• **Exercise details**: Set down the lines that begin at the top of the records and end with the line containing "Target: tree canopy", and drop every picture.

□ □ □ □ □

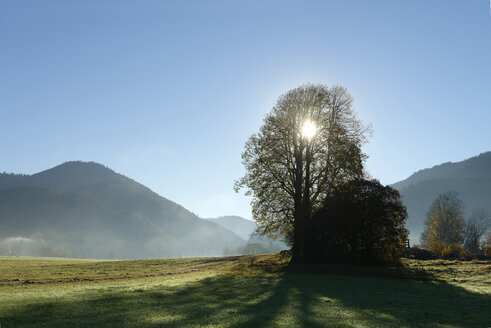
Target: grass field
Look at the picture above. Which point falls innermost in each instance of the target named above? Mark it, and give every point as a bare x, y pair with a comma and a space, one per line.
260, 291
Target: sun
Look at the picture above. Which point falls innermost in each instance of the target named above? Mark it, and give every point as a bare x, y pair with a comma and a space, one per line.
308, 129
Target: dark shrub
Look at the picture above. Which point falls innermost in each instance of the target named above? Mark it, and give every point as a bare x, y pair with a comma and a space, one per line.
360, 222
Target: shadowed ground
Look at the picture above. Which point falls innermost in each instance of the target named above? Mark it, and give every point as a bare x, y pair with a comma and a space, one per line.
263, 292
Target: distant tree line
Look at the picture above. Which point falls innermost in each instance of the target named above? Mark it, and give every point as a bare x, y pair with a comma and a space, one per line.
304, 171
449, 234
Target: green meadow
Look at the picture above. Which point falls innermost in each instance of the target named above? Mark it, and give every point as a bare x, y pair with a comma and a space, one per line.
254, 291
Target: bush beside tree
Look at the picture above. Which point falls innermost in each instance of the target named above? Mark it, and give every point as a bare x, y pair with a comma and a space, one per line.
360, 222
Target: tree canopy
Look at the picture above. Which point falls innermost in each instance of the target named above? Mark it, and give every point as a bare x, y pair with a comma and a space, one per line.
290, 173
360, 222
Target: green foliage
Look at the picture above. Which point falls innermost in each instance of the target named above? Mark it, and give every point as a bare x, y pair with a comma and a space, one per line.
487, 246
288, 175
454, 251
360, 222
444, 221
475, 228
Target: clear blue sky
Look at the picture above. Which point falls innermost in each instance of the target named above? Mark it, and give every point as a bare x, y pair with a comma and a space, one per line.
167, 92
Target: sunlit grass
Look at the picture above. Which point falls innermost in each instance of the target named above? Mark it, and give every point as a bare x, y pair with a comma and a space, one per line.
262, 291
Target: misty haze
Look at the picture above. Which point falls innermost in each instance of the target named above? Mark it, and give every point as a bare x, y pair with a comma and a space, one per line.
245, 164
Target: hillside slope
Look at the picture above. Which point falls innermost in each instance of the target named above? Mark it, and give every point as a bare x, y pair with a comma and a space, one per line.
471, 178
87, 209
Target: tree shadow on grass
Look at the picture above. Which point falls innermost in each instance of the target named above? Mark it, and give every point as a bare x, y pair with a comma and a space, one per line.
300, 296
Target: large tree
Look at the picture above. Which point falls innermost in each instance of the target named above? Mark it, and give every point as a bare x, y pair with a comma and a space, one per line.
309, 143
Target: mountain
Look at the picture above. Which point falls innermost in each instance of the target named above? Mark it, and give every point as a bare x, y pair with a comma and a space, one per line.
471, 178
242, 227
86, 209
245, 228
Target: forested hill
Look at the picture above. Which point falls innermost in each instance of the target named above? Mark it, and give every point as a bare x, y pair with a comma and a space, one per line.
86, 209
471, 178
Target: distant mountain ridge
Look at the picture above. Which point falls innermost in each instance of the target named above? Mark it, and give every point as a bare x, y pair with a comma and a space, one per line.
242, 227
87, 209
471, 178
245, 229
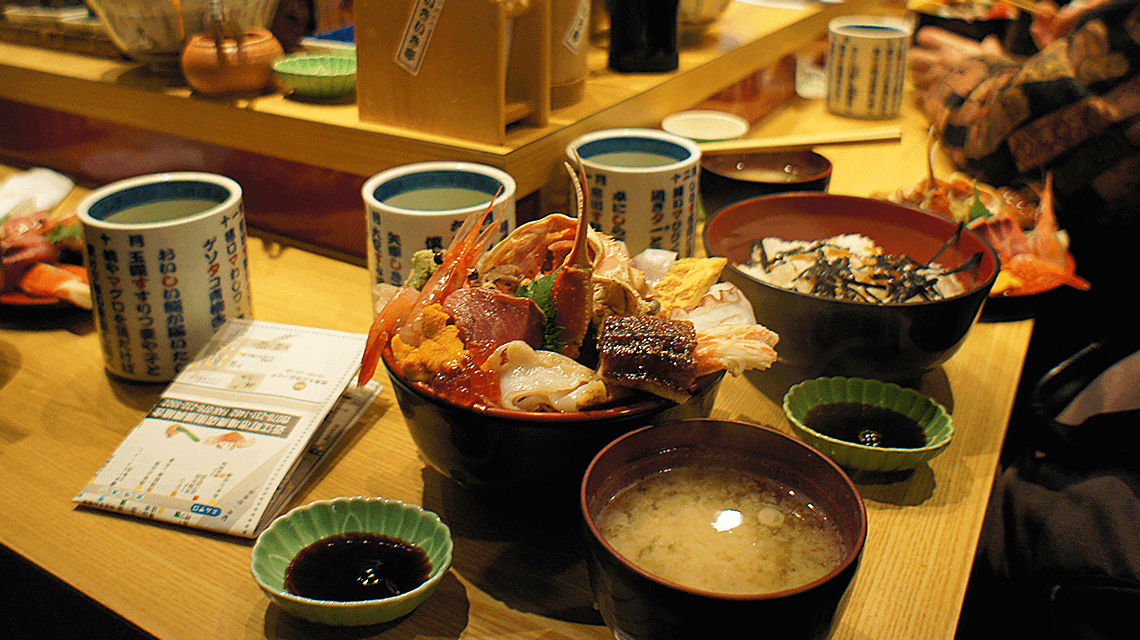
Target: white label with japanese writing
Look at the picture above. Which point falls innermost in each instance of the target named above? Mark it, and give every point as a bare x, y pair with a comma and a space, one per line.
417, 34
577, 27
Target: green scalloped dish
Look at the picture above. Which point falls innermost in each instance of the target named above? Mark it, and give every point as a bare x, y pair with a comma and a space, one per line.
317, 75
930, 415
288, 534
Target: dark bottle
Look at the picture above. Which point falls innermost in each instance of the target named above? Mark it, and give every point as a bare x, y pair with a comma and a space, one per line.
643, 34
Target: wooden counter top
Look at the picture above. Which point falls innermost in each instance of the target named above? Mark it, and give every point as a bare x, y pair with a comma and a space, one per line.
516, 573
333, 136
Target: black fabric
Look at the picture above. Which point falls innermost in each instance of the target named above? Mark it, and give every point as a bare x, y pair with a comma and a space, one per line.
1059, 555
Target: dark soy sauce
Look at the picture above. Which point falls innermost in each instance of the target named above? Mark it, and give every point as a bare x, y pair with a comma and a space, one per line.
864, 424
357, 566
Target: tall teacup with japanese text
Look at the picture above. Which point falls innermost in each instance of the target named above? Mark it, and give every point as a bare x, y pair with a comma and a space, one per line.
866, 65
167, 258
417, 208
641, 187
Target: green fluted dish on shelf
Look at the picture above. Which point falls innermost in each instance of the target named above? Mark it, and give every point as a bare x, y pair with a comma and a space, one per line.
317, 75
934, 419
288, 534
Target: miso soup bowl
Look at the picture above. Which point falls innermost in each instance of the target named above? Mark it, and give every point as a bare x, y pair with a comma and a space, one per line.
896, 342
641, 606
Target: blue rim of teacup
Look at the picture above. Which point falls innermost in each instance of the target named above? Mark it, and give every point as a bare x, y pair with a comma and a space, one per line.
157, 187
682, 151
408, 178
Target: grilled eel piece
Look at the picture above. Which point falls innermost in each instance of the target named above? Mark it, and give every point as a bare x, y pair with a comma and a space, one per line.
649, 353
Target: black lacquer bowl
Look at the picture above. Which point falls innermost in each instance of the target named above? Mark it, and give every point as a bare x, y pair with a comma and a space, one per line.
507, 453
896, 342
640, 606
734, 177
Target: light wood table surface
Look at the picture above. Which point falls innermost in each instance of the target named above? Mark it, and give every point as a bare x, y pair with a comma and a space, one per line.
518, 570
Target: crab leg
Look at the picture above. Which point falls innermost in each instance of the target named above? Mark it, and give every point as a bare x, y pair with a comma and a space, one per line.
572, 291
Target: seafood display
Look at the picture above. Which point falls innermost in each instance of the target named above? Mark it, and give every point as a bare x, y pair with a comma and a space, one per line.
851, 267
560, 317
40, 258
1022, 228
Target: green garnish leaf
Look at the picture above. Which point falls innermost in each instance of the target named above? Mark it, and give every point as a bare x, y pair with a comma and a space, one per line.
542, 291
977, 208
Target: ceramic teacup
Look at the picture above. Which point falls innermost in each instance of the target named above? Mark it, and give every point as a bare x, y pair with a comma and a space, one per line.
641, 186
167, 259
421, 205
866, 65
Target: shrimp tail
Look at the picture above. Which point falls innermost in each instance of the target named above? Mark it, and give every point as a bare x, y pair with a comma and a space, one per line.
572, 290
401, 312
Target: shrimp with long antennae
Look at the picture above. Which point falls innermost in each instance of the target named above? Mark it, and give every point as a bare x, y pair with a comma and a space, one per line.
572, 290
401, 313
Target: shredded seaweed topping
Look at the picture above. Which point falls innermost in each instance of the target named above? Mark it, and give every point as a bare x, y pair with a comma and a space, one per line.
885, 278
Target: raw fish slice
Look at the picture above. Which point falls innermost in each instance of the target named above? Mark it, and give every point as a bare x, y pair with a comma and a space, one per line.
51, 281
531, 380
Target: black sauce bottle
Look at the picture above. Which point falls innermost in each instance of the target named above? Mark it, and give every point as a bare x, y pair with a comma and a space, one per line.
643, 35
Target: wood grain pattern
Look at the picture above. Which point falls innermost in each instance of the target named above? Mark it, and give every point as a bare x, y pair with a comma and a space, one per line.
335, 137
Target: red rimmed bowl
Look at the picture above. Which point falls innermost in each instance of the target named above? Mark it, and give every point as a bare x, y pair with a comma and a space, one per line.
640, 605
504, 452
896, 342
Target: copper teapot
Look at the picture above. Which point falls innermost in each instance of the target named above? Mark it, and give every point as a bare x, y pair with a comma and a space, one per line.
229, 59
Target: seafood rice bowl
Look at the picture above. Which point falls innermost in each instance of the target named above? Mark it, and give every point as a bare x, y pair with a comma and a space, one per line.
515, 364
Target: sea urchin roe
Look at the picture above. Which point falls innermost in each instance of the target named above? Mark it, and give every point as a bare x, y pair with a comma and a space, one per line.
357, 566
848, 267
723, 529
865, 424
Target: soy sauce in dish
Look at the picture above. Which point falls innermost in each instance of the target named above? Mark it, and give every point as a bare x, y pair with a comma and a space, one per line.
865, 424
357, 566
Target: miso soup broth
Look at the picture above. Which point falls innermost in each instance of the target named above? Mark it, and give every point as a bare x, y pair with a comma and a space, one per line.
730, 529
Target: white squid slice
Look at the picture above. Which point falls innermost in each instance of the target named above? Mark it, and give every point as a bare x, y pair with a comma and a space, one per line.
531, 380
735, 348
724, 304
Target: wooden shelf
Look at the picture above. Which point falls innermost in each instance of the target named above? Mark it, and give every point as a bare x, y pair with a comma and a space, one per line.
332, 136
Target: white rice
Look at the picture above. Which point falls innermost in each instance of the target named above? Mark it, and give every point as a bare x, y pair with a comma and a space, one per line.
790, 267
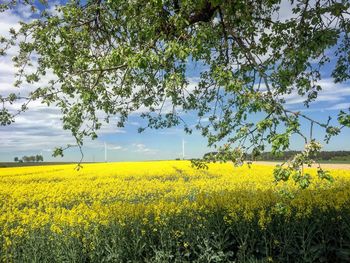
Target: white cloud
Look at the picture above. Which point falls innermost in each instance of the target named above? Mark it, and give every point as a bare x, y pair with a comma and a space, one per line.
331, 93
340, 106
141, 148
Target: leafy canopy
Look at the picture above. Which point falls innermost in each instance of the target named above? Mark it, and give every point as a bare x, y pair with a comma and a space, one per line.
120, 57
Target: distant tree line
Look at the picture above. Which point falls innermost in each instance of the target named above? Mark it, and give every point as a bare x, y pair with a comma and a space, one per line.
30, 159
268, 156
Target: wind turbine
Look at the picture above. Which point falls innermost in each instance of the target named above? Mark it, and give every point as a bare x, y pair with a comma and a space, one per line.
183, 149
105, 152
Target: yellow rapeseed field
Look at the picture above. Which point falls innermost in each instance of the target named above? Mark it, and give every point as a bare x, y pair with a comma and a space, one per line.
70, 202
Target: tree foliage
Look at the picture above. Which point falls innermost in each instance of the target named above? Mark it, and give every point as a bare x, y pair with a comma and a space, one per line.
121, 57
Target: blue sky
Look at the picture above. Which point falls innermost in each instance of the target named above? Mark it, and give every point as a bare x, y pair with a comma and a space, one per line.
39, 130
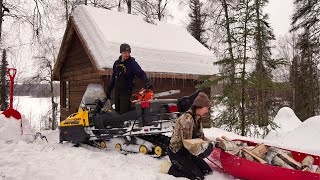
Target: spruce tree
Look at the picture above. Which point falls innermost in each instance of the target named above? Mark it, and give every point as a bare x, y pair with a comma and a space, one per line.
305, 22
4, 83
261, 77
198, 18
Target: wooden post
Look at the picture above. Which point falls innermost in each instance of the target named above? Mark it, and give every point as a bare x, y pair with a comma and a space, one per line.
307, 162
290, 161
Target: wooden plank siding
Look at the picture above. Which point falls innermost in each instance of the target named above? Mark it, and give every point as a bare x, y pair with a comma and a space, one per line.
78, 70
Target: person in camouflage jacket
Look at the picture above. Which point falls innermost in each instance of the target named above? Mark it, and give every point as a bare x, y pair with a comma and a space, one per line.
189, 126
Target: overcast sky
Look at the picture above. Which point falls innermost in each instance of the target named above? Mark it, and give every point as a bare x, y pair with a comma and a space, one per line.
279, 12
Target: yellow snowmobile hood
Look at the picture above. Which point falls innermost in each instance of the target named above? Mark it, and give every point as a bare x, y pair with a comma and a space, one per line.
80, 118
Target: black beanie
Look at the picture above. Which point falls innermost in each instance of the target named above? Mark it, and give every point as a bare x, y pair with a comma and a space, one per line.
202, 100
125, 47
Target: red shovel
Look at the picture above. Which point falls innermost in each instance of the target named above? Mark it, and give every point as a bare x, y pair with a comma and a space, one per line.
12, 112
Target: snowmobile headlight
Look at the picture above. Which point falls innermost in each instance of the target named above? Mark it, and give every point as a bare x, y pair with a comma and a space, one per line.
145, 104
173, 108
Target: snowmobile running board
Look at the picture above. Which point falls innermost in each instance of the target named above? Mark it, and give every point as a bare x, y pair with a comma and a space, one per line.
166, 93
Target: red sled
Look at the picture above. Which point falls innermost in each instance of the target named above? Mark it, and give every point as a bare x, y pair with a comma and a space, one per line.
245, 169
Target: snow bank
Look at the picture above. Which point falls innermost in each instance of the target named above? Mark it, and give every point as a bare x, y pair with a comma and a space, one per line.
287, 121
305, 137
10, 129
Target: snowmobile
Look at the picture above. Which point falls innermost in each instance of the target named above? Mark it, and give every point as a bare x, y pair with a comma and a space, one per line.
145, 129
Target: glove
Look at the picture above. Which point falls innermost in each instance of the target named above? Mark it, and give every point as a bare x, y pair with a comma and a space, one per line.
99, 103
108, 94
148, 85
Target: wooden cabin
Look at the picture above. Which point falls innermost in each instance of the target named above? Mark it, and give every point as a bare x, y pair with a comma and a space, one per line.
91, 44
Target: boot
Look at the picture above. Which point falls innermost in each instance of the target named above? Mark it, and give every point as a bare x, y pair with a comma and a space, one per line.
165, 166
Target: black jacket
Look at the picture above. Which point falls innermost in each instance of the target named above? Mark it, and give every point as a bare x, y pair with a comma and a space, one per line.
124, 73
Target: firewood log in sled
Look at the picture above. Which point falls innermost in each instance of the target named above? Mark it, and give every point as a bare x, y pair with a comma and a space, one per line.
307, 162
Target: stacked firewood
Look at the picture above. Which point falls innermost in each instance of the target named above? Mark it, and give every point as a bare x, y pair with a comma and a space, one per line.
267, 155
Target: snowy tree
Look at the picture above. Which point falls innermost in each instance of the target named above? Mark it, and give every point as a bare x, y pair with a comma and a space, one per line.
4, 84
305, 22
198, 18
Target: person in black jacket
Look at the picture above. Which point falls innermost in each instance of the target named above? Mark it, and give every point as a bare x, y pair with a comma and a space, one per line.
125, 69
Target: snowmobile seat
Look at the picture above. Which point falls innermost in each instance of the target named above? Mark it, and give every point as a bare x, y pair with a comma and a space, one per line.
185, 102
106, 120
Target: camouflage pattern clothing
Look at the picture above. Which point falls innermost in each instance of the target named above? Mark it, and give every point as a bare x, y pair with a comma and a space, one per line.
186, 127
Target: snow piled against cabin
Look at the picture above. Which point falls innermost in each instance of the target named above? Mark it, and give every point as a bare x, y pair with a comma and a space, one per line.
21, 159
159, 47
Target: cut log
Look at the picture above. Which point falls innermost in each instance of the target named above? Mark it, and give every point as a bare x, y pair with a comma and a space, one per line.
285, 157
307, 169
227, 145
235, 152
272, 152
307, 162
260, 150
225, 138
254, 156
195, 146
277, 161
247, 156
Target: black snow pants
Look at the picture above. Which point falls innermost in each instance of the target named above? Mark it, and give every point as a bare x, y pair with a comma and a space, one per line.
122, 101
184, 164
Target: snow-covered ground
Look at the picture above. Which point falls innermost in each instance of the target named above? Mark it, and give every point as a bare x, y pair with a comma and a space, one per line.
21, 159
36, 110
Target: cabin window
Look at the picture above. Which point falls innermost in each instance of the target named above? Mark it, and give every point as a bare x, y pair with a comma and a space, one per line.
65, 94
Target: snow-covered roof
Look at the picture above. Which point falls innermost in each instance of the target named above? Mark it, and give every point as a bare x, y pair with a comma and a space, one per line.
163, 47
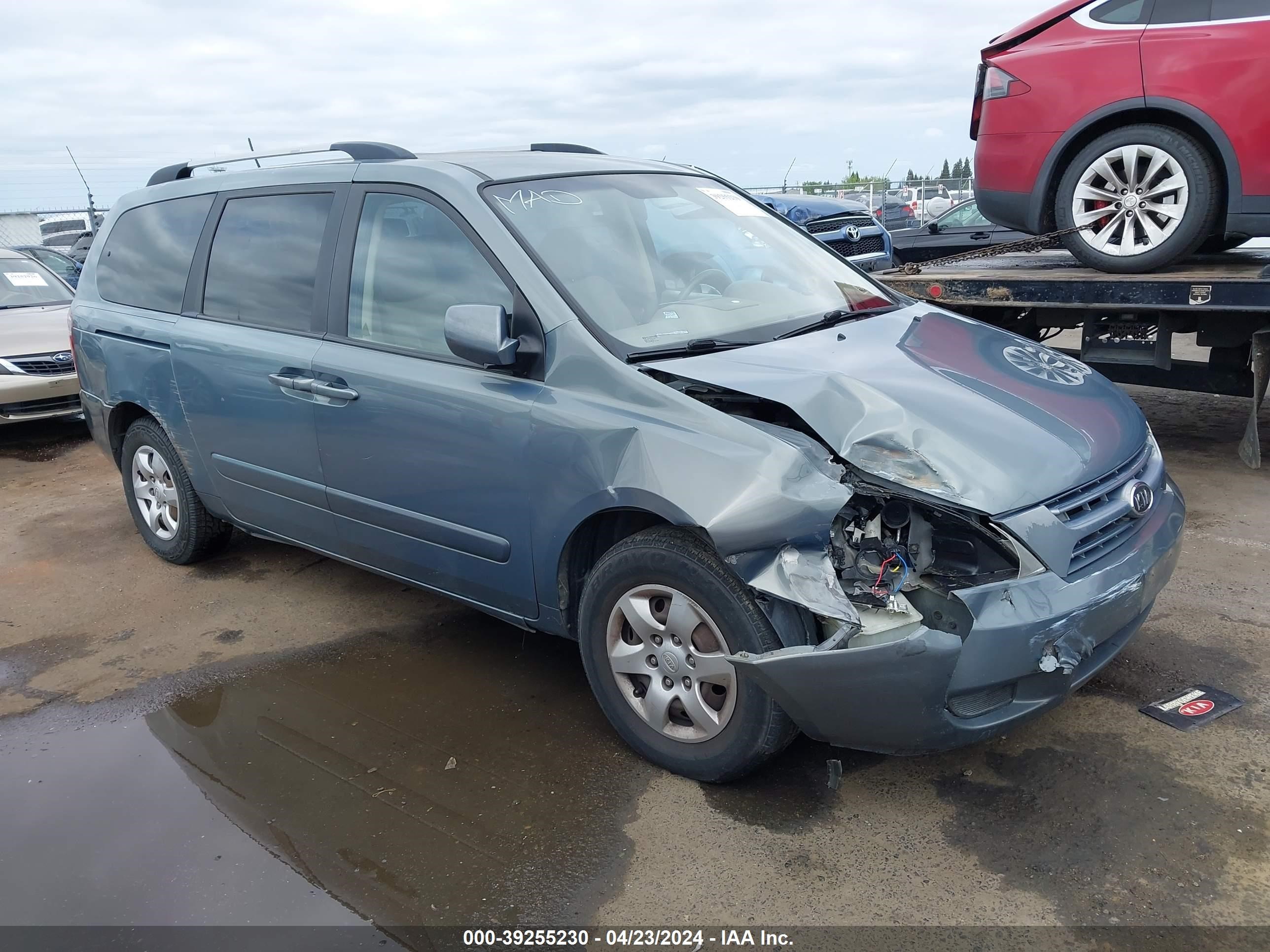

□ □ □ □ □

• **Exercise solution**:
Target: grass field
Look at the picture above. Which point falls innermost in each instance of the target named above? Mark it, and give every point as a bare x, y pair with a comma and a space, one per line.
260, 291
Target: sun
Look at the picture above. Which point falls innermost in each instance of the target named above? Mark it, and give every point as a bare x, y pair with a comma and a space, one per line.
308, 129
Target: dark shrub
Look at the picture above. Which point falls innermost in each instance of the target named above? Mark it, and give every point as a bare x, y pair with a comma and a space, one per line.
360, 222
Target: shadowed ground
Look at the picture above. Which point falls innermost in each instance of the target named above? Mark it, and give every point as a bare x, y pair with a comma and a space, one per line.
263, 292
Target: distant tree line
Look at the picture above. Which point falls innermost in each instance of the target named above? Mark it, and give every point as a bare x, y pair with a comma and a space, one per line.
304, 171
449, 234
Target: green meadow
Look at the picture above. Which point falls innermost in each instance of the target named above? Mark it, and give every point as a bare x, y pair with a comma and a space, one per line.
254, 291
Target: bush beside tree
Look at the picture above. Which point falls innermost in each instance of the target named above? Mark it, and give every point as a bare x, y pair with a comma and a space, one per line.
360, 222
Target: tree canopy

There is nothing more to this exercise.